Work through the entries below and show every line in which "lattice" is found.

(Point-per-instance localization data)
-------------------------

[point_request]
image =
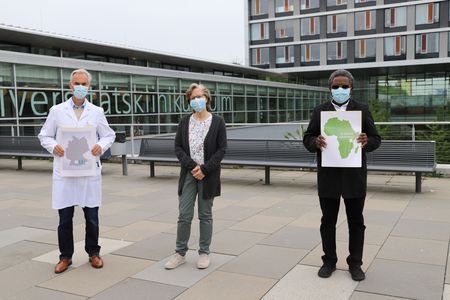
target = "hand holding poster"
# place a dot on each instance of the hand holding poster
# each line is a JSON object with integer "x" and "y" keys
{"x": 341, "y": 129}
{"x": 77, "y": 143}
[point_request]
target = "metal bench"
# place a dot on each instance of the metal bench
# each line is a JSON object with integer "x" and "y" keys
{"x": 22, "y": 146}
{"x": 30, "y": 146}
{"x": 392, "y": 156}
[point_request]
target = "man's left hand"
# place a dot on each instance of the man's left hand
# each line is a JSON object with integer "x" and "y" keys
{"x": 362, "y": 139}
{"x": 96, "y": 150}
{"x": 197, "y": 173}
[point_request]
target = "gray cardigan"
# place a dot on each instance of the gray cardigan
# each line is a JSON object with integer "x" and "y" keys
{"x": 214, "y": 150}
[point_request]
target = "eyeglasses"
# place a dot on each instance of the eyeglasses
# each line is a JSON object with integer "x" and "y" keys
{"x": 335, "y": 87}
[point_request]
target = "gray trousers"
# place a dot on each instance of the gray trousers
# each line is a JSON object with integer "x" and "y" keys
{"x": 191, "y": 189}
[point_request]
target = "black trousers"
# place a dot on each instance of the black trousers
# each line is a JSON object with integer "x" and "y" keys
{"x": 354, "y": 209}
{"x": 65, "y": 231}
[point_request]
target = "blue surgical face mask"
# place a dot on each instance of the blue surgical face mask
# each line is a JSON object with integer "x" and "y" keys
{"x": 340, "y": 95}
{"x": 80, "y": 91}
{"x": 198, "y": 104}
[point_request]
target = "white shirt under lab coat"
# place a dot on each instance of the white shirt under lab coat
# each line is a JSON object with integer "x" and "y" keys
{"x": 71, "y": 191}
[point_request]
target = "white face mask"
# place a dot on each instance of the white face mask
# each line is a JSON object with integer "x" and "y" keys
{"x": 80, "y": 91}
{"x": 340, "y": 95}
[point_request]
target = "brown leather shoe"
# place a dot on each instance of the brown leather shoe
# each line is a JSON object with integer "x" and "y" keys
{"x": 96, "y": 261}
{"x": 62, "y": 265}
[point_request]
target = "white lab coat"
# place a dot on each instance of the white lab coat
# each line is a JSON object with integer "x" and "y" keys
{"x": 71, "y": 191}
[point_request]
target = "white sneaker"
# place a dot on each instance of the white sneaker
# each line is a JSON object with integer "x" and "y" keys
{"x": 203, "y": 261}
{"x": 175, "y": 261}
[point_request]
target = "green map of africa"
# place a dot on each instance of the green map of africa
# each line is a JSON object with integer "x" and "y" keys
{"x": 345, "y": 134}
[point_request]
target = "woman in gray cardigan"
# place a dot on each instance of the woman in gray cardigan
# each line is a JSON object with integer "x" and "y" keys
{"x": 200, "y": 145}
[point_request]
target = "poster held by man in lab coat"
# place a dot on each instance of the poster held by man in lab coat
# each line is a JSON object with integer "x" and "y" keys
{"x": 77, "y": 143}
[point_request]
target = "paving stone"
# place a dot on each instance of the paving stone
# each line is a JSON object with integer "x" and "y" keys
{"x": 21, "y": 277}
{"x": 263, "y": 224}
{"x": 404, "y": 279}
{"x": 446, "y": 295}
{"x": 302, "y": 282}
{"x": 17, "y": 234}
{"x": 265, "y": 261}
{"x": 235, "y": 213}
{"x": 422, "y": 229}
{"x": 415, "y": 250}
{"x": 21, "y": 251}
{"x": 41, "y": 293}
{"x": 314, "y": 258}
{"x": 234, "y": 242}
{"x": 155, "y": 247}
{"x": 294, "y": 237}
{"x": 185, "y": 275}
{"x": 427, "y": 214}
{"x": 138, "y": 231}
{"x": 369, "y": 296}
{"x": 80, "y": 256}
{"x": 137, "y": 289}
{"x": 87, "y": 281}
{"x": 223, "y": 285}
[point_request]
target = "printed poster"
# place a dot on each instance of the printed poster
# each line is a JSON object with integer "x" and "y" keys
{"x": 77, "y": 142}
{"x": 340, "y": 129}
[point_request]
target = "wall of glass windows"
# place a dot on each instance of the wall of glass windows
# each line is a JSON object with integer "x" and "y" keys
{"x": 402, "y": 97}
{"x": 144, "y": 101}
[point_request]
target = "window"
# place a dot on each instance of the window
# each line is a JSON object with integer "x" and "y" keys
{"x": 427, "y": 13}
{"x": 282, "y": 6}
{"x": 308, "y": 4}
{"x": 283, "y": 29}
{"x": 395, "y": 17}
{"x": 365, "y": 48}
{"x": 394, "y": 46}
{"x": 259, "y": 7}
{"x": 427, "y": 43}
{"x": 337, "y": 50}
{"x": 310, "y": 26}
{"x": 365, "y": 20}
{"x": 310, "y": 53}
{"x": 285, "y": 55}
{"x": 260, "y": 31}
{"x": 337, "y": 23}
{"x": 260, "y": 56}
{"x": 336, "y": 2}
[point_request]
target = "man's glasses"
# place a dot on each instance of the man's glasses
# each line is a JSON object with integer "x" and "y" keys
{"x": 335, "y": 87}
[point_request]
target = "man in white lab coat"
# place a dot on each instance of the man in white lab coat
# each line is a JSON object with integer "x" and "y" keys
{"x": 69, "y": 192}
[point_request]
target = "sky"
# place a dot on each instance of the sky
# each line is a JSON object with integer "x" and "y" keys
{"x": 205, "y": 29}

-------------------------

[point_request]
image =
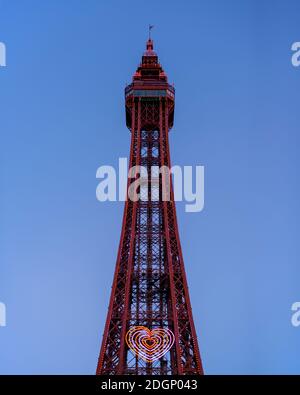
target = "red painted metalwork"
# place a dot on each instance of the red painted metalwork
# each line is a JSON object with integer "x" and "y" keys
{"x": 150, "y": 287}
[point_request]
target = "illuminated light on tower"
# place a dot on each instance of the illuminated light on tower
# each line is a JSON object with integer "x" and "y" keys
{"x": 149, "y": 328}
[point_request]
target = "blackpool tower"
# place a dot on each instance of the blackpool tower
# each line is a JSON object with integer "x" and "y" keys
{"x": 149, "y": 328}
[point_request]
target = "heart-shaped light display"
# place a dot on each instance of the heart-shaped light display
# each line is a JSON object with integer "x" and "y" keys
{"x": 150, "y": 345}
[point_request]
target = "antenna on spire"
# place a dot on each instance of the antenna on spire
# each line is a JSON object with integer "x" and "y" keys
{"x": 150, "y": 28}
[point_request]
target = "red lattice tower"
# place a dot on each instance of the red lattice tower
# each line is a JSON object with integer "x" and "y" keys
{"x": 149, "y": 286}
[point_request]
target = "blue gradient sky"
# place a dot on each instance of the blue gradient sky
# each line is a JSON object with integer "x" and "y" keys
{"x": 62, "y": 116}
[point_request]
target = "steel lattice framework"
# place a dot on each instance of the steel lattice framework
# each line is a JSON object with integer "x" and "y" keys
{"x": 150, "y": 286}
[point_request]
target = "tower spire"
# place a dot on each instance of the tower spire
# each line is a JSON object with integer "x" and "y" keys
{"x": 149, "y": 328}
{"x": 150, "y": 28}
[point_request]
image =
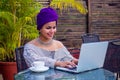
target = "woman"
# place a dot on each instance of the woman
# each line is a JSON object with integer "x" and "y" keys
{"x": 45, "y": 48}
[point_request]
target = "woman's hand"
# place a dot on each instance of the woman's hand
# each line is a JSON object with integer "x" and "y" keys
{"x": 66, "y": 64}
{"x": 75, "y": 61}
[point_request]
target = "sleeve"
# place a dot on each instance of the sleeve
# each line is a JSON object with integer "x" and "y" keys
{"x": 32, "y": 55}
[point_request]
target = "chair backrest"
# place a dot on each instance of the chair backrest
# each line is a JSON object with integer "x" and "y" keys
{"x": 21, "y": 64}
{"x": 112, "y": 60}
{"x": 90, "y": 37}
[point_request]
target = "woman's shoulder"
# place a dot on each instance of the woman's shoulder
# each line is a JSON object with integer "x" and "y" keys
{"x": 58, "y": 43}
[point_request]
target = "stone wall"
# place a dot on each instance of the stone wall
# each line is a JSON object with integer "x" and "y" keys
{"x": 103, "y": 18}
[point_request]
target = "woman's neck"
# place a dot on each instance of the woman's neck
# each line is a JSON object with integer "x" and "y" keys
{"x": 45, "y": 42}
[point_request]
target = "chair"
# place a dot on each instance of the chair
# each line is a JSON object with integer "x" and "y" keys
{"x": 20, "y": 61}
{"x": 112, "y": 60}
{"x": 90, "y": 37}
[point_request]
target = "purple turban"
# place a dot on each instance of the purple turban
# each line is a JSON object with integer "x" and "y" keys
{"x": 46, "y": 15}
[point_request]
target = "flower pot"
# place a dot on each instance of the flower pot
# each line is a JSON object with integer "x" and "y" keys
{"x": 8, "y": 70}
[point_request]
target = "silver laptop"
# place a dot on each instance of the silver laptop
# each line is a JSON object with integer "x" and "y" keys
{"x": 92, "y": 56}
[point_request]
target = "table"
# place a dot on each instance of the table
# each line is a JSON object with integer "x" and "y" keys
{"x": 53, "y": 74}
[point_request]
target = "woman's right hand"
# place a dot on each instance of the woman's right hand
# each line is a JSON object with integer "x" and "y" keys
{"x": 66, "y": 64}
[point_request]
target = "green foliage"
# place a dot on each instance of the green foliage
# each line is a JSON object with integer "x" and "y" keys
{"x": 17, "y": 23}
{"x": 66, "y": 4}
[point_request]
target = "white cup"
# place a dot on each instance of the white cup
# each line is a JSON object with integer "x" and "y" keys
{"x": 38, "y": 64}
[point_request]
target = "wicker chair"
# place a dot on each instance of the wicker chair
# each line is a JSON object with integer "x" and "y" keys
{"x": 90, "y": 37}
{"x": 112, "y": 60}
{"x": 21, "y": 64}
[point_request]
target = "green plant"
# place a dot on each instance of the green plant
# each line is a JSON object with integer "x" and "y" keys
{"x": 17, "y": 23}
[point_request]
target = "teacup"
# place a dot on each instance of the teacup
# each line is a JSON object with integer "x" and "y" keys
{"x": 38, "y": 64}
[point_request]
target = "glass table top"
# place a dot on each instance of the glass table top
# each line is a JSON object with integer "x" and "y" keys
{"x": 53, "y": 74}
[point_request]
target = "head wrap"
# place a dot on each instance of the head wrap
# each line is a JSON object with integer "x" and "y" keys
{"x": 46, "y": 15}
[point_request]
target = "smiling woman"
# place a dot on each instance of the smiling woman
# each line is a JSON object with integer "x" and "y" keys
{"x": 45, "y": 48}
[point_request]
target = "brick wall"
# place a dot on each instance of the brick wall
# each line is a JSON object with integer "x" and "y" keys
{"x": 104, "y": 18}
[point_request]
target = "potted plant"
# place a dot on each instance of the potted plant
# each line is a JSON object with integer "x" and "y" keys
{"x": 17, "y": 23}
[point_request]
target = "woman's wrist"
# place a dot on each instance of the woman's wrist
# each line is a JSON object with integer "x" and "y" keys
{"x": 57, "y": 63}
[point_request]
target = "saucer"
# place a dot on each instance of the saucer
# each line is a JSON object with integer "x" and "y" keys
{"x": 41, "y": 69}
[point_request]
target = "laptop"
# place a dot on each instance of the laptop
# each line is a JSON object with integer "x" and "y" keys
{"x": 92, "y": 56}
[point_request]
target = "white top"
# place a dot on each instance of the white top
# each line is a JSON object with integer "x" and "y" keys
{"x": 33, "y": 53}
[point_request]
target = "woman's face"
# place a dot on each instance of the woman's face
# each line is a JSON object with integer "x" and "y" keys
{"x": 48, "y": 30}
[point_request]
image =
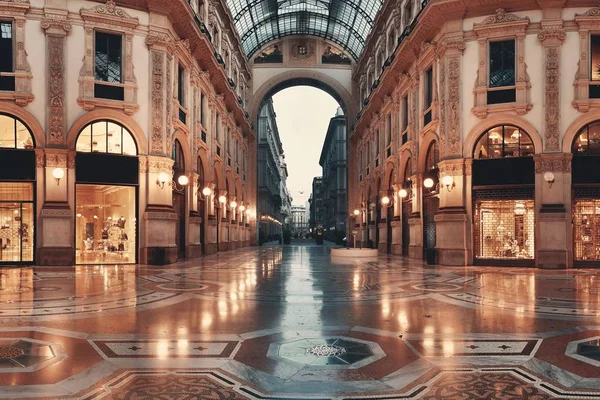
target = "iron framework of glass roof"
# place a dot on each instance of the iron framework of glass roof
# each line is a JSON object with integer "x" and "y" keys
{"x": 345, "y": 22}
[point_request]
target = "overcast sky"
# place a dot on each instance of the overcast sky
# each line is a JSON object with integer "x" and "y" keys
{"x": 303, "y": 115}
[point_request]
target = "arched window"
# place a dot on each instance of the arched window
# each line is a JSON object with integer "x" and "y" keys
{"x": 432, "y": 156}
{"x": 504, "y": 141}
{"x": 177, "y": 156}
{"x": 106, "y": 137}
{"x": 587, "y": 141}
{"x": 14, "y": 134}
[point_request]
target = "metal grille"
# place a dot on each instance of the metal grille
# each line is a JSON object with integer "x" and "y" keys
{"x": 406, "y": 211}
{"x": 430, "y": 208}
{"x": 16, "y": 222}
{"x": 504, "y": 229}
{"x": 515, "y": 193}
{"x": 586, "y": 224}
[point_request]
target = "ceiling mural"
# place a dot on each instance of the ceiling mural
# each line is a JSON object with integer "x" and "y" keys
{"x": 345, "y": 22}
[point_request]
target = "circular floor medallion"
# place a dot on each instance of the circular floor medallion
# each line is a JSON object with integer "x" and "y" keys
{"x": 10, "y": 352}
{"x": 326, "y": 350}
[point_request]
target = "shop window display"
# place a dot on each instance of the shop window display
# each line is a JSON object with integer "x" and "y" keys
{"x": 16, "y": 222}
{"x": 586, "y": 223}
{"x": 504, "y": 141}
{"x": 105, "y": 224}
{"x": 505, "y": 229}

-------------------------

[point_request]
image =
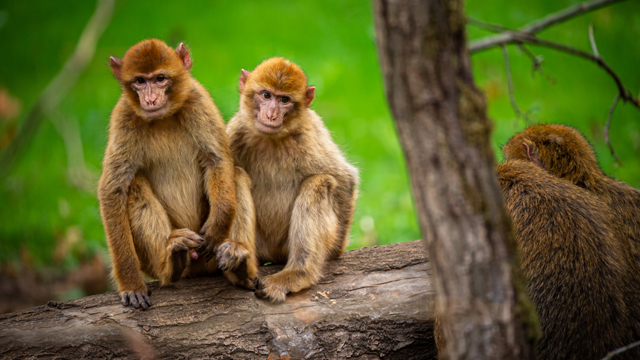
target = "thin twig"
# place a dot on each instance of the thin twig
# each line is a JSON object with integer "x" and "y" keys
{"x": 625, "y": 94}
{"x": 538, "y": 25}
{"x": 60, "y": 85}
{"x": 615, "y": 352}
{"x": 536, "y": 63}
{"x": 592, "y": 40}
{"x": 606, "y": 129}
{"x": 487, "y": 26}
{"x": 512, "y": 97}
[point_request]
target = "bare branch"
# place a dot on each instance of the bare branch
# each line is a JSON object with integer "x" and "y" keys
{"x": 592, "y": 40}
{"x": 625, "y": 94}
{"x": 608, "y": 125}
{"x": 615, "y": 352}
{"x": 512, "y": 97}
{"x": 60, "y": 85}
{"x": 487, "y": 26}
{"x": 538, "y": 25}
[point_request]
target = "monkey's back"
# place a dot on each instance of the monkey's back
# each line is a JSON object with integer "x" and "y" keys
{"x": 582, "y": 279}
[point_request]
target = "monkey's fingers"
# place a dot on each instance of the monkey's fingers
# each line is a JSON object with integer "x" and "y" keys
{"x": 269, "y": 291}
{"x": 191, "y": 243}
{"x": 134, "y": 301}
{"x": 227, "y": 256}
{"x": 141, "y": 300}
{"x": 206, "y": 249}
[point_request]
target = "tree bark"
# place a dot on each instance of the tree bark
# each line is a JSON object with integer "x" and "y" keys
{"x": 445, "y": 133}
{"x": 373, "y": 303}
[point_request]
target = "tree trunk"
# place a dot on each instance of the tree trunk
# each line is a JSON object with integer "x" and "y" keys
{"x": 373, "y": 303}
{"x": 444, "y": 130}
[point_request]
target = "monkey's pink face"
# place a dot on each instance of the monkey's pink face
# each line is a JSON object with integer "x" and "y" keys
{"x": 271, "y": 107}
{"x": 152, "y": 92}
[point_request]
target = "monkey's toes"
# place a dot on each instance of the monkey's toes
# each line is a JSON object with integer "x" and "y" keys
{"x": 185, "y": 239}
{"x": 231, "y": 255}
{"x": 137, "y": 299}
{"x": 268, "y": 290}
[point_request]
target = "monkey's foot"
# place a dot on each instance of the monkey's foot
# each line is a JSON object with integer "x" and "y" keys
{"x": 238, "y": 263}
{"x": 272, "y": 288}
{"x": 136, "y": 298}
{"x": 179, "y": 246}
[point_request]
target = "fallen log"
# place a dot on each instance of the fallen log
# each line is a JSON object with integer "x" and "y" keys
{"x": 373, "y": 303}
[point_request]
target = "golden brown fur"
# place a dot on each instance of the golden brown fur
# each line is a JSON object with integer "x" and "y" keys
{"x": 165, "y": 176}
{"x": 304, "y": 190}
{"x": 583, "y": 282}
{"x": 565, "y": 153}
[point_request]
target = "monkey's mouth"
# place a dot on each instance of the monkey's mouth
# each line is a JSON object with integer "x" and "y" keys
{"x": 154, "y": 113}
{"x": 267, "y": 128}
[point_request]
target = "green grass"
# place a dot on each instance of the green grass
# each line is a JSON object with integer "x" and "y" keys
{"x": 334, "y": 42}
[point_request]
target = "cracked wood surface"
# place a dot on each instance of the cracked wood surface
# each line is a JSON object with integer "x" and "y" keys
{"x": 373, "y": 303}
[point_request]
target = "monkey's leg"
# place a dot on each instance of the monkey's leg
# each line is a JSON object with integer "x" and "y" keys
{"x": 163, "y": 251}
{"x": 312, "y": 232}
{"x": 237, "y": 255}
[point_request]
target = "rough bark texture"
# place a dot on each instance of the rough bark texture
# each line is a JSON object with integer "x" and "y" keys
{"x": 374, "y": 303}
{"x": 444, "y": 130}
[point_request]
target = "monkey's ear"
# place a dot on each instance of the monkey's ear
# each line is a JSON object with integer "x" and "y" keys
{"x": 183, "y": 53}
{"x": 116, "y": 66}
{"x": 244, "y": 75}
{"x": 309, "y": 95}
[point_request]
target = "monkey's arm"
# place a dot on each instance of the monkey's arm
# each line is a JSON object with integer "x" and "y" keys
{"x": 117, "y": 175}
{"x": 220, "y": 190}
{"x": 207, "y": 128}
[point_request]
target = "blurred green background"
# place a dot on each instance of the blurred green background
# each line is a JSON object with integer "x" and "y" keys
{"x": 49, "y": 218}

-------------------------

Task solution —
target = "red lattice tower"
# place a dot on each instance of the red lattice tower
target = "steel lattice framework"
# place a dot on each instance of the steel lattice framework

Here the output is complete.